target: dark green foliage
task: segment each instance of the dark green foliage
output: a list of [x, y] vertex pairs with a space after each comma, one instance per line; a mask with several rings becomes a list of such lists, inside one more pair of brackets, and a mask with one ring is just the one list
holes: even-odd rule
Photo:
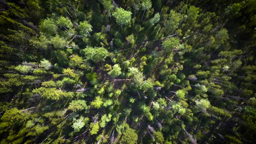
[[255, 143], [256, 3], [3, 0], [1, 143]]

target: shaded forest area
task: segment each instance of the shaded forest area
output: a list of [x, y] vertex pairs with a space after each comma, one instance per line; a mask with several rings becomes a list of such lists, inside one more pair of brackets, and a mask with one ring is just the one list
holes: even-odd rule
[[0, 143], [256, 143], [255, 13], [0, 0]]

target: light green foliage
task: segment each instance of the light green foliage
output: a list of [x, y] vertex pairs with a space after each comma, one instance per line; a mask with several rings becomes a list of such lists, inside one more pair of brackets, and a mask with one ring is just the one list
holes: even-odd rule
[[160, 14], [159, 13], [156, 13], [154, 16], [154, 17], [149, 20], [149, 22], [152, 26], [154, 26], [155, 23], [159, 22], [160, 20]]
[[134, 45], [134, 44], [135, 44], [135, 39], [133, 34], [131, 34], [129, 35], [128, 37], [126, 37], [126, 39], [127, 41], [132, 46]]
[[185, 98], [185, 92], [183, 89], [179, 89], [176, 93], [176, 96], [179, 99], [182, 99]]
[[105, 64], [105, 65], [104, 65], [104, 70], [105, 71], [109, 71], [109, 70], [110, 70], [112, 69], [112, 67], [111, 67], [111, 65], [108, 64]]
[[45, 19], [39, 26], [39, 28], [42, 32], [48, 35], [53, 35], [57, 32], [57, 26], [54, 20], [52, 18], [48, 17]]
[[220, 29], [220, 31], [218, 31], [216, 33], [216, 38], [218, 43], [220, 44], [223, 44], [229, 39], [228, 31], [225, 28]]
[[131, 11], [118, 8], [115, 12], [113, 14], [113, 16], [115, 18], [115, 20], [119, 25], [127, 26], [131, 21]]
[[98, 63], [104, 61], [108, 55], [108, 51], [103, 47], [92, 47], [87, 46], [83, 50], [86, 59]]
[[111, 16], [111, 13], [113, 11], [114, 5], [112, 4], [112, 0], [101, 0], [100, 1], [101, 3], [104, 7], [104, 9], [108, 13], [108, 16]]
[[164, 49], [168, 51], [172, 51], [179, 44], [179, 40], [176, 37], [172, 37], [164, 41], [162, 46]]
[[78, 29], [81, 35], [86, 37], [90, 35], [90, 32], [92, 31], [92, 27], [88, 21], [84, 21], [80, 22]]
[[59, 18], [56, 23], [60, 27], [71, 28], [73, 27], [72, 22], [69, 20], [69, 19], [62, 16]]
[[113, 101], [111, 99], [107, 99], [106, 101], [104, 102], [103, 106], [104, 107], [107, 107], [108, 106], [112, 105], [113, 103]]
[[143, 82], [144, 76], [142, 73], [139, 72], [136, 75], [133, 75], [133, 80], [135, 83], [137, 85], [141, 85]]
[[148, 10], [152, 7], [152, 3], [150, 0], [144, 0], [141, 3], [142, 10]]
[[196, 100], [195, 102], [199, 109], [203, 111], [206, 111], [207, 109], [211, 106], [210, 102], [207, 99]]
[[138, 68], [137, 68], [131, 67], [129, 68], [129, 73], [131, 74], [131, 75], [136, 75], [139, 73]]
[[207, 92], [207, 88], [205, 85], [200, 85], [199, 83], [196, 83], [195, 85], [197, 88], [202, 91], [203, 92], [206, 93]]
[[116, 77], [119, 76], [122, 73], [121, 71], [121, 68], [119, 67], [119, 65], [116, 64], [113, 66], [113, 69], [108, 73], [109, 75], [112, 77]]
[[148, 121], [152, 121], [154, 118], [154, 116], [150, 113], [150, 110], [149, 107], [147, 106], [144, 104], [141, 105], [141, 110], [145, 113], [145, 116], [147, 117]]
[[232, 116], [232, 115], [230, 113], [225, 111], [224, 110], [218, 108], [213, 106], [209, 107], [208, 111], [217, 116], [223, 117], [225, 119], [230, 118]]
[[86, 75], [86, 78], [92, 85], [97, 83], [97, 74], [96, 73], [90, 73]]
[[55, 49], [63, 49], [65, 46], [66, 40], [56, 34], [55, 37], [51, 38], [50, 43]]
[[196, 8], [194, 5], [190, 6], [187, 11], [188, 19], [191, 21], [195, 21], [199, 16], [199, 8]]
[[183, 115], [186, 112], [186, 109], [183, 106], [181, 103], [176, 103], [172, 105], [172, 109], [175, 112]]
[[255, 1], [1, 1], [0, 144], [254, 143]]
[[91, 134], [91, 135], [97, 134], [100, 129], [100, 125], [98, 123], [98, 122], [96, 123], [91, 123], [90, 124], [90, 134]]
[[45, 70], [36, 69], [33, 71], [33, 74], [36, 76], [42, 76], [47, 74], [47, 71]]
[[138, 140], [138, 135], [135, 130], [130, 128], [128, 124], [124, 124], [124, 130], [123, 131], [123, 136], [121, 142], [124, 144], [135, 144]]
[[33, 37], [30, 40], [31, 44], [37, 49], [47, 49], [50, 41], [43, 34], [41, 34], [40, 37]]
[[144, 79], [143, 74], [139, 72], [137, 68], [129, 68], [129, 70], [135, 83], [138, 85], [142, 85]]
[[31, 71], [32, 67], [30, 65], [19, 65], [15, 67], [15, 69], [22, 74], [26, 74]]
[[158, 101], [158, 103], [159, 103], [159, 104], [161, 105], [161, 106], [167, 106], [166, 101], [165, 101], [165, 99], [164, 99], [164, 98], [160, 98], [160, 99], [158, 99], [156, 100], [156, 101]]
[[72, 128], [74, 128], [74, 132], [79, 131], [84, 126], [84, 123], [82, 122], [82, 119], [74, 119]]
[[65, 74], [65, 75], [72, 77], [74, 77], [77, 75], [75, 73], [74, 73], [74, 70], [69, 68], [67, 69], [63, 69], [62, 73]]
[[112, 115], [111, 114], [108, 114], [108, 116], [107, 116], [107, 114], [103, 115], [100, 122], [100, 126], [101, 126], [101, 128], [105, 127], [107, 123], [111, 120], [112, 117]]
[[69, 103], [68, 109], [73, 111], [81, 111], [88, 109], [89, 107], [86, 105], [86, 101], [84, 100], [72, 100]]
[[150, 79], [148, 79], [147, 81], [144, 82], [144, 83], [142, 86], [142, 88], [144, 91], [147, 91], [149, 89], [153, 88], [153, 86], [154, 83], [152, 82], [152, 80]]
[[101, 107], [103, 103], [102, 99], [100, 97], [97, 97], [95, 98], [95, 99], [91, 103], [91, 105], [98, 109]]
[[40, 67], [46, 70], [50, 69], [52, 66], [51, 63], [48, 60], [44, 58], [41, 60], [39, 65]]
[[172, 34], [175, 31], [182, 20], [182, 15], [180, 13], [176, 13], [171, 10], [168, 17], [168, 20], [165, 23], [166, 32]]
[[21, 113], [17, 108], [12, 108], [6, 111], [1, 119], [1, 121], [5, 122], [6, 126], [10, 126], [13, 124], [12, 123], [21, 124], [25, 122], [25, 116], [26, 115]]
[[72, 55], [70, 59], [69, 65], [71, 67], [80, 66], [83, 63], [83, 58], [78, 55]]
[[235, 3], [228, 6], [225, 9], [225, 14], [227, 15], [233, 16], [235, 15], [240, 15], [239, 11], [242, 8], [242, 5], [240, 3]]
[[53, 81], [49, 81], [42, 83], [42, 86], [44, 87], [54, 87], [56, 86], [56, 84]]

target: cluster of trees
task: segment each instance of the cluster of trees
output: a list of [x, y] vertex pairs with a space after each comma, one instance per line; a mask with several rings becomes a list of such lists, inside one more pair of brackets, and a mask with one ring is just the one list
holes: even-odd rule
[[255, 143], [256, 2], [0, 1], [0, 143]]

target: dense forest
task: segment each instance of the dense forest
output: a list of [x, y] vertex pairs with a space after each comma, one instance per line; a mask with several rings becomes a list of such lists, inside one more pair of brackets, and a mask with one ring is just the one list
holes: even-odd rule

::::::::::

> Prompt
Copy the material word for word, from the line containing "target: cluster of trees" through the last line of the material.

> Response
target: cluster of trees
task: segment each instance of the cluster of trees
output: a list of [x, y] vertex pairs with a space after each comma, one instance per line; a mask with several rings becomes a list of such lists, inside one more pair of brackets, and a mask with one ring is just the one list
holes: even-odd rule
[[255, 143], [256, 2], [0, 1], [0, 143]]

target: dense forest
task: segment each instance of the dense forest
output: a list of [x, y] vertex pairs with a space after each comma, one instance per line; a mask with several rings becomes a list of such lists, inside one more pair of brackets, and a mask with one ring is just the one list
holes: even-odd rule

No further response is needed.